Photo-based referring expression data
——————————

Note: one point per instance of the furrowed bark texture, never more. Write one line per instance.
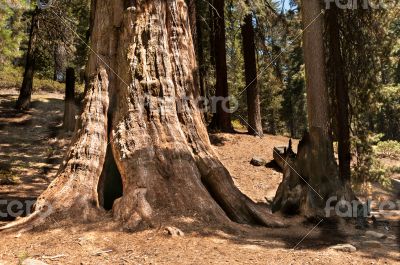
(156, 134)
(222, 117)
(311, 177)
(250, 64)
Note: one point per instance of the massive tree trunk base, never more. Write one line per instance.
(160, 182)
(310, 179)
(141, 131)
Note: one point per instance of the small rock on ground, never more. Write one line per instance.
(173, 231)
(344, 248)
(375, 234)
(372, 243)
(258, 161)
(33, 262)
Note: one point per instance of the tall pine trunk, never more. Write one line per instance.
(143, 115)
(311, 178)
(222, 117)
(250, 65)
(341, 92)
(25, 94)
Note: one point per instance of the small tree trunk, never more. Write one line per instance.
(397, 78)
(250, 65)
(200, 50)
(69, 110)
(311, 177)
(24, 99)
(59, 62)
(341, 92)
(222, 117)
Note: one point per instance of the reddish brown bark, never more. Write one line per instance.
(162, 152)
(250, 67)
(222, 117)
(341, 93)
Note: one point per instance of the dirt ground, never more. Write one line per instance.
(31, 148)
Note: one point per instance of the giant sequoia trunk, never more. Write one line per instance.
(141, 107)
(250, 65)
(311, 177)
(24, 99)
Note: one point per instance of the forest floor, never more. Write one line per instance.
(32, 145)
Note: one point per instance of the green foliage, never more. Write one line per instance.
(11, 30)
(387, 119)
(367, 166)
(11, 77)
(389, 149)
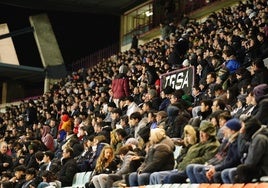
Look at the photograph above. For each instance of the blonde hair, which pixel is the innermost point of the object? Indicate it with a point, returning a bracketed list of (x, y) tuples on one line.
[(157, 134), (102, 162), (191, 132)]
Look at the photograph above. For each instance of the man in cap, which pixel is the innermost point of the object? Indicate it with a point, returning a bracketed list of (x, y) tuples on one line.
[(199, 153)]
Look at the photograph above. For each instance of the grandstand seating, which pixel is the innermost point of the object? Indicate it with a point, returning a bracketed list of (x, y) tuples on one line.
[(80, 179)]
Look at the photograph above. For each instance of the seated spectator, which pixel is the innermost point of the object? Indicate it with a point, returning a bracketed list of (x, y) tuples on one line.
[(204, 150), (49, 180), (19, 177), (68, 168), (227, 157), (159, 157), (106, 164), (256, 160), (30, 175)]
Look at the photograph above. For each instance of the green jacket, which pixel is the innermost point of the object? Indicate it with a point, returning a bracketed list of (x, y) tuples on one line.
[(199, 153)]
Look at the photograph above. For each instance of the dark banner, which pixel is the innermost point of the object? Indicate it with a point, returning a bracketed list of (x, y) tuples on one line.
[(181, 78)]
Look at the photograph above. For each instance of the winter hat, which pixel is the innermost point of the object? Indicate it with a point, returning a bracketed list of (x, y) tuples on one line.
[(207, 127), (132, 141), (162, 113), (64, 117), (168, 90), (158, 134), (123, 69), (251, 126), (259, 91), (242, 98), (152, 92), (233, 124), (172, 110)]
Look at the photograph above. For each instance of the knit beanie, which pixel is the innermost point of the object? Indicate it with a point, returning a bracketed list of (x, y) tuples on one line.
[(259, 91), (158, 134), (64, 117), (207, 127), (251, 126), (233, 124)]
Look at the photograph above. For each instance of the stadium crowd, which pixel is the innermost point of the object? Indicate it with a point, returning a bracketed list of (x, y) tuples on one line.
[(117, 120)]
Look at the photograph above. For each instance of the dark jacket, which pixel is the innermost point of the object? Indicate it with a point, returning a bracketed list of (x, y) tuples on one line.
[(159, 158), (232, 157), (67, 172), (262, 109), (4, 158), (120, 87)]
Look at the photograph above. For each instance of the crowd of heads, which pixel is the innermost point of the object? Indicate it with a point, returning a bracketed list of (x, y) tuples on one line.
[(82, 103)]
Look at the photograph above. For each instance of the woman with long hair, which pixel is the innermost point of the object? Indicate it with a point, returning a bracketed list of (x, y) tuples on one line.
[(106, 164)]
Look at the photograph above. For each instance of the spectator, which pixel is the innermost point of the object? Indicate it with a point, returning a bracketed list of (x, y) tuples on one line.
[(120, 87), (227, 157), (6, 161), (68, 167), (106, 164), (159, 157), (205, 149)]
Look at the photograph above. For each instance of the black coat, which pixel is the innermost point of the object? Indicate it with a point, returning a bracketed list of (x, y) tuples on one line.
[(67, 172)]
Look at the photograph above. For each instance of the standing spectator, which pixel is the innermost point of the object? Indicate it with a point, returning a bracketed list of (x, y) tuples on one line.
[(53, 128), (120, 87), (154, 98), (31, 114), (19, 177), (106, 164), (68, 168), (30, 175), (134, 42), (6, 162), (47, 138), (131, 105), (50, 163)]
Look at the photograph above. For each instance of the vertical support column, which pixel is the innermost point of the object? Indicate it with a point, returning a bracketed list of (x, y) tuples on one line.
[(4, 93), (47, 44)]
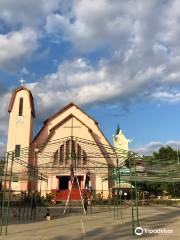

——————————

Pick up at the line that holds "Look at the photograph above. For each instance of the vertical" and restate each line, word for word, through the last line of the entries. Include both end lines but none of the pictures.

■ **Response**
Look at the photograph above. For each instance of the vertical support column, which pixel is the innermost point of the object? Indicate it with a point, returning a bracketed list of (x, y) tuples on one line.
[(4, 93), (47, 44)]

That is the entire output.